» **抜粋**
☆ ☆ ☆ ☆ ☆

全国小津安二郎ネットワーク

小津監督を巡る文献・資料

山中貞雄『日本シナリオ文学全集 山中貞雄集』(1956年1月20日発行、理論社、233頁)

岸松雄「解説」(225-233頁)
※小津との交流に関する部分を引用する。
「山中貞雄が監督になってから、初めて東京へ出て来たのは、日活に移った昭和八年の初春だった。その前年、偶然にも《山中貞雄の発見者》の栄誉を担うことになった私は、西下して本人の山中貞雄と初めて対面した。以来、親しい交わりを続けるようになった。
 山中が初めて東京へ出てくると、私は彼を連れて、当時未だ蒲田にあった松竹の撮影所を訪れ、そこで小津安二郎や清水宏に引き合わせた。山中は忽ち小津や清水と親しくなり、それから私以上に彼等と深い交わりをするようになった。このことは、それからの山中の作品に非常に大きな変化をもたらした。

☆ ☆ ☆ ☆ ☆

» **提示された一覧**
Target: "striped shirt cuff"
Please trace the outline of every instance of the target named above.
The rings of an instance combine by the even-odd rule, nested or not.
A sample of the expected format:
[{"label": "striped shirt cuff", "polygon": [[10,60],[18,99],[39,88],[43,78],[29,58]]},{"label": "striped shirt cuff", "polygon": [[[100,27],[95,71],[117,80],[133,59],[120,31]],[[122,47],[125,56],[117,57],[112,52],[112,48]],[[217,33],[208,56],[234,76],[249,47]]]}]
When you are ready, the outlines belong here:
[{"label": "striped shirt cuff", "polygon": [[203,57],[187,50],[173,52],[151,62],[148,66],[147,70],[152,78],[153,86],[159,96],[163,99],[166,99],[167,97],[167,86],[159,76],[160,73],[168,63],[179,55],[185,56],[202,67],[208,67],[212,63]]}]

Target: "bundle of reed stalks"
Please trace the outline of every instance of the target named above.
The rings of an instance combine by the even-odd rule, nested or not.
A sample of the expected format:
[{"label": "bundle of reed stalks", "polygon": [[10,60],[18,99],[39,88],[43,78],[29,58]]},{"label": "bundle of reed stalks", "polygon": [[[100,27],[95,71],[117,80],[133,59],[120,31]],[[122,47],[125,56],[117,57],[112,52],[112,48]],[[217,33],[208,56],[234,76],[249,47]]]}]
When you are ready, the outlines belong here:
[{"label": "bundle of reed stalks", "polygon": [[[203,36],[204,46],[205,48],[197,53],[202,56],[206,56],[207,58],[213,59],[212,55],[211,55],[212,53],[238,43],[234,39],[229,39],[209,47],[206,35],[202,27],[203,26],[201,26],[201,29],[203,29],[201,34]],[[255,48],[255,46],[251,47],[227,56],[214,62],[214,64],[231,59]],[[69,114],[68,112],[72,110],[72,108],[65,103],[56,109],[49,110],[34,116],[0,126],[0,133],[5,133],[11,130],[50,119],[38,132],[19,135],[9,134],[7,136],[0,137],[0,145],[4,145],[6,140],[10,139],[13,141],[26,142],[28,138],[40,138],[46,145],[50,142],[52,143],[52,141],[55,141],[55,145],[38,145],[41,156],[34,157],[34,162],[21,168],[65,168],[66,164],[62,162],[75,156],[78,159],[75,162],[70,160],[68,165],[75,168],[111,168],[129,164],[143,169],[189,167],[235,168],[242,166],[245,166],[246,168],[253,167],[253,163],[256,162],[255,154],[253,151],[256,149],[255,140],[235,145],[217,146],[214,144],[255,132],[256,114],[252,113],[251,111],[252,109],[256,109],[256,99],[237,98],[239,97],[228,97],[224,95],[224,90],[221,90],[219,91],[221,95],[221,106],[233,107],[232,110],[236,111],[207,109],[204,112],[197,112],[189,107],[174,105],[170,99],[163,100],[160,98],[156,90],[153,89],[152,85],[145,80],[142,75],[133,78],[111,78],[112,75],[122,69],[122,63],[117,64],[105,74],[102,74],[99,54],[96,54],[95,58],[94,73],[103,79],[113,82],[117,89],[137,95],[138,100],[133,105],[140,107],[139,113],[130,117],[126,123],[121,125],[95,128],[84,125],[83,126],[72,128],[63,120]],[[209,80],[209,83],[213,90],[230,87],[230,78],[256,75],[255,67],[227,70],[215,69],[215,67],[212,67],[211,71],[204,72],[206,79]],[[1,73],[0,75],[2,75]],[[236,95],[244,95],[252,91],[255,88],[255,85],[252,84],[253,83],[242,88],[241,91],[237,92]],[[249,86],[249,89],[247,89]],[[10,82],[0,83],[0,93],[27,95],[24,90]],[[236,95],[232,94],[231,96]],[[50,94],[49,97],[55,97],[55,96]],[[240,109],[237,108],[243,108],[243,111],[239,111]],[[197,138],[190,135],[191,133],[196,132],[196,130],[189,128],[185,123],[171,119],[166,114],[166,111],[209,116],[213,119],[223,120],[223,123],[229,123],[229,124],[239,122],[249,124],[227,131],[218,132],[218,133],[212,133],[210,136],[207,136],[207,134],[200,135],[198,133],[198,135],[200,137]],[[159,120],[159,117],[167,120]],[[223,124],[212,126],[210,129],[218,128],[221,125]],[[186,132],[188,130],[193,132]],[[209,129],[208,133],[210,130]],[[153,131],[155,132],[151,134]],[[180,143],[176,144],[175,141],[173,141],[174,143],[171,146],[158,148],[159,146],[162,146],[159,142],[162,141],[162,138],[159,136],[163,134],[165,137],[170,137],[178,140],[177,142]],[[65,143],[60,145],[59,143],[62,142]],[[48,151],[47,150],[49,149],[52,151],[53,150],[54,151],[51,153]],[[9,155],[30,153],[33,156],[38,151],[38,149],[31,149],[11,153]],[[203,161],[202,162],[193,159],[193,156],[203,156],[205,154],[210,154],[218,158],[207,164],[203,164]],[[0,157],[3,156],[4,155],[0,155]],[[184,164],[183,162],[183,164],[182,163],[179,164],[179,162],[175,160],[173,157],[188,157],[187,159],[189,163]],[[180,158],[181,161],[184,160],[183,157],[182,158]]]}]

☆ ☆ ☆ ☆ ☆

» **取り組む作業**
a) 抜粋の「岸松雄「解説」(225-233頁)」から「交わりを続けるようになった。」までを、末尾の語句も含めて一字一句違えずに打ち直してください。
b) 山中貞雄と小津安二郎の交流を述べた解説の文章を、最後の文に続けて書き継いでください。

» **各作業の答え**
a)
岸松雄「解説」(225-233頁)
※小津との交流に関する部分を引用する。
「山中貞雄が監督になってから、初めて東京へ出て来たのは、日活に移った昭和八年の初春だった。その前年、偶然にも《山中貞雄の発見者》の栄誉を担うことになった私は、西下して本人の山中貞雄と初めて対面した。以来、親しい交わりを続けるようになった。

b)
 まったく、山中の、小津や清水に対する傾倒の深さは、おどろく程であった。例えば小津の作った『非常線の女』では、やくざな男女が堅気になって平和なくらしがしたいとねがい、出来ることなら”小鳥が啼いて””芝生があって”ささやかながらも美しい一軒の家を持ちたいと夢みる場面がある。山中はその”小鳥が啼いて””芝生があって”というタイトルが余程気に入ったらしく、それからは、シナリオを書きながらも、酒飲みながらも、ひとり楽しそうに口ずさむほどであった。」(229-230頁)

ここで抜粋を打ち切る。